**Work request 1**
Repeat, word for word, the stretch of Dave's Story from "Dave's Story" through "gray clouds overhead.".
**Work request 2**
Answer these questions about Dave's Story:
(a) On what date was the writer born?
(b) What does the name "David" mean, according to the text?
(c) What was the writer's mother's occupation?

**Selected extract**
▼▼▼

Dave's Story

Dave with parents

Today is November 17th.

It's not a particularly memorable date. It's a day that's easy to forget, and gloss over. It's roughly two weeks after Halloween, and roughly a week before Thanksgiving. And where I'm from in Ohio, it's usually just a blustery kind-of-day with gray clouds overhead.

But.

Nov. 17th is also the day that my adoption papers were finalized, and I came home to live with Robert and Kay Tieche. I had been born on Sept. 2, but was too small and too sickly to leave the hospital. This day is the day I went from "Ward of the State of Ohio" to having a family. A real, live family.

Bob and Kay decided to name me "David" which means "Beloved of God."

They then gave me the middle name "Alan" which means "wrench." But I always just put down the letter "A" because I like to write to think of my name as saying "My name is David and I am a Tieche."

This singular act—being adopted—changed my entire destiny as a person. These two provided a fertile, stable home for me to grow. My mother was a kindergarten teacher, who had me reading before I entered school, because of course she did. Her global travels drove deep into her a love—and I mean a genuine love and openness—to people of all colors and tribes. Being from Ohio, that's a RARE thing to have traveled as widely as she had. My friend-circle, life, travels and even my theology reflect that part of her.

My father is an Air Force pilot-then-engineer. I get my incredible math brain and meticulous attention to detail from him. Oh, wait. No, I have none of those things. My dad's brain operates on levels that I still have never understood. But early on, he saw that I loved learning, and told me to always do my very best. I did.

How do you repay your parents? How do you even make sense of all the ways they impact you?

I don't know.

The gift of what Robert and Kay Tieche gave me is literally incalculable. I suppose I simply want to live in such a way that's worthy of them.

Happy Nov. 17th, Mom and Dad.

It's a date that doesn't matter to most people. But it means the world to me.

▲▲▲

Saved data entries
▼▼▼

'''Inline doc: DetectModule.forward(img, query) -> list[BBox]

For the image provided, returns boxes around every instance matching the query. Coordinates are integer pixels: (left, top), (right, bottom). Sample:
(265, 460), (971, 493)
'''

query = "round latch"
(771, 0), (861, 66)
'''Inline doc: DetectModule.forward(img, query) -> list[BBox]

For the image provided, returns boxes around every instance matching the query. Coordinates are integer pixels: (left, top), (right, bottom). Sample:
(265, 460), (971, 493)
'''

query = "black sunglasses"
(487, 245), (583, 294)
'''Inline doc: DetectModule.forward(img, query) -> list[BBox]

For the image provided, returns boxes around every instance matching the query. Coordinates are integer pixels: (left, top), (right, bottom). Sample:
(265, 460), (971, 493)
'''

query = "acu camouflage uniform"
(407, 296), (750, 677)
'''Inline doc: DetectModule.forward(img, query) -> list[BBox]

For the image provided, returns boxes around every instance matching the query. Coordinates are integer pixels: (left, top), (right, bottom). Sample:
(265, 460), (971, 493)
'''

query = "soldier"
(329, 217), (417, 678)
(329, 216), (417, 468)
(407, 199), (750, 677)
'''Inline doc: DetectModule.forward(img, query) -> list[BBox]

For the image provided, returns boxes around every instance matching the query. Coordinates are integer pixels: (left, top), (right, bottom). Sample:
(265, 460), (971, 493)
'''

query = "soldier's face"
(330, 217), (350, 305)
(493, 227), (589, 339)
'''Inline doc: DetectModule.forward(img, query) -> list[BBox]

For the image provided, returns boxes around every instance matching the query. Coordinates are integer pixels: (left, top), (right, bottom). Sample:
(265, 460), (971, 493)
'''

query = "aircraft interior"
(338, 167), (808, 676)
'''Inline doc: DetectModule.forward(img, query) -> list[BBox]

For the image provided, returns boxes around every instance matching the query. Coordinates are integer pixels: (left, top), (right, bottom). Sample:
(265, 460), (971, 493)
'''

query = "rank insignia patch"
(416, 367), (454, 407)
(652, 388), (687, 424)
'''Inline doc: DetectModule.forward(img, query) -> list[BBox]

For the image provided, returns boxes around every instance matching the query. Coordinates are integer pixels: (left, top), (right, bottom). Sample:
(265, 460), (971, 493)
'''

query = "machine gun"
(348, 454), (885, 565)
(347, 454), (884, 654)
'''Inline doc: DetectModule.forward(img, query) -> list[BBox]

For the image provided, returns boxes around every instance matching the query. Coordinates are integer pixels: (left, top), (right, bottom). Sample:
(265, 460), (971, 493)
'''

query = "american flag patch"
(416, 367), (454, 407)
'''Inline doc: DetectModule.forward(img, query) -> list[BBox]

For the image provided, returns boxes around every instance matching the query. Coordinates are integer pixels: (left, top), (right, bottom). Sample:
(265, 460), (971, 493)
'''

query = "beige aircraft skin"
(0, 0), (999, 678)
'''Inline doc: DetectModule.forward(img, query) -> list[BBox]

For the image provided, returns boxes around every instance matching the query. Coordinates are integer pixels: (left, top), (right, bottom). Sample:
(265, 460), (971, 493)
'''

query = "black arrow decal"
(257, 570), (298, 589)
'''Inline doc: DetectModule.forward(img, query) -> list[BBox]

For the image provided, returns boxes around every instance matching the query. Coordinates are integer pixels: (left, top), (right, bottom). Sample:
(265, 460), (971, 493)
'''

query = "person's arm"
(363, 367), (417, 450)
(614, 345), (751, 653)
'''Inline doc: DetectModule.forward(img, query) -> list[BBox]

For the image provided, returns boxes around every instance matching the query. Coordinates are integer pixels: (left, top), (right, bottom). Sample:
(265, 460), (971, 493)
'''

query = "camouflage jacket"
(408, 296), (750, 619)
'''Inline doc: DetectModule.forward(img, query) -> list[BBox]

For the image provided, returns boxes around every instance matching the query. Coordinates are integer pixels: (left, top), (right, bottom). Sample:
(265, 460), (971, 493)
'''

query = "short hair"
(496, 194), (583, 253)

▲▲▲
▼▼▼

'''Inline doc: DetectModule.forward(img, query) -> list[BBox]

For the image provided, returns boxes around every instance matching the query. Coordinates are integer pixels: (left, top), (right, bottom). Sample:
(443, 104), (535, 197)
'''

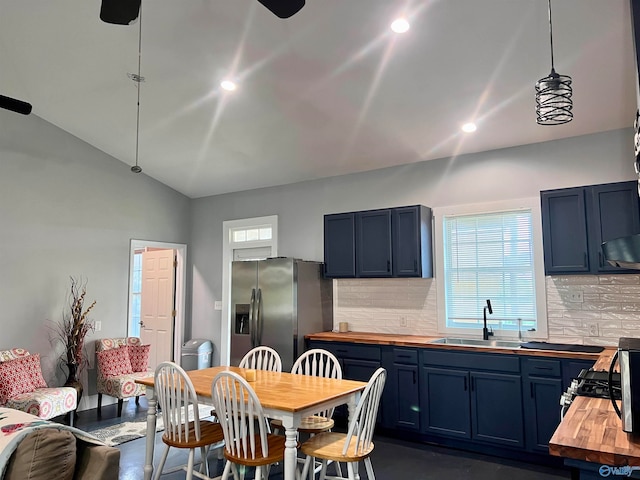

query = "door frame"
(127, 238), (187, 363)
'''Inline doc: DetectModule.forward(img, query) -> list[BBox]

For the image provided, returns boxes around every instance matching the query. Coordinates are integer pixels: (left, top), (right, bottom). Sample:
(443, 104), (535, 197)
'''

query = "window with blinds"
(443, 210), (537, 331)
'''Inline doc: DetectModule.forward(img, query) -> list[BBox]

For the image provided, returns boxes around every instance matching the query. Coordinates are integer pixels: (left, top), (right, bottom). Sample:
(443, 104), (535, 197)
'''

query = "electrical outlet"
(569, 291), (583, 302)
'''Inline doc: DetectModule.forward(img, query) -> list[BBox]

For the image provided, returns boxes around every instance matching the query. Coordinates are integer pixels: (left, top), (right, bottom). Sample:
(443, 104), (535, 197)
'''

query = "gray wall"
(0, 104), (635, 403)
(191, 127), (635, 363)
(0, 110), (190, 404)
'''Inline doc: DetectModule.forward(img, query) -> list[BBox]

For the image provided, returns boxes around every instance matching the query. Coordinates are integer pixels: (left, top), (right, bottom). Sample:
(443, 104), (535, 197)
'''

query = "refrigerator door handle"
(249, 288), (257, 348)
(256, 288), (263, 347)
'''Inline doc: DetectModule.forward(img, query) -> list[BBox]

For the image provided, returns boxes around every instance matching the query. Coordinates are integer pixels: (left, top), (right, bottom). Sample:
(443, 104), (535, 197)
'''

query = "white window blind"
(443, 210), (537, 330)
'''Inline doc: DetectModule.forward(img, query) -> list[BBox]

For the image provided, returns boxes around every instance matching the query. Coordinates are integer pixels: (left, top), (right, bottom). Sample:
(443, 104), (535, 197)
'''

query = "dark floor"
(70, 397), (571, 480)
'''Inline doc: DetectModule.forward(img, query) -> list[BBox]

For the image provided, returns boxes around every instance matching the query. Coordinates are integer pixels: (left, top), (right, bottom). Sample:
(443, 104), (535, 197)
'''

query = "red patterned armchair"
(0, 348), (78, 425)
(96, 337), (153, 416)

▲▲▲

**Answer space 1**
Dave's Story

Dave with parents

Today is November 17th.

It's not a particularly memorable date. It's a day that's easy to forget, and gloss over. It's roughly two weeks after Halloween, and roughly a week before Thanksgiving. And where I'm from in Ohio, it's usually just a blustery kind-of-day with gray clouds overhead.

**Answer space 2**
(a) Sept. 2
(b) "Beloved of God"
(c) She was a kindergarten teacher.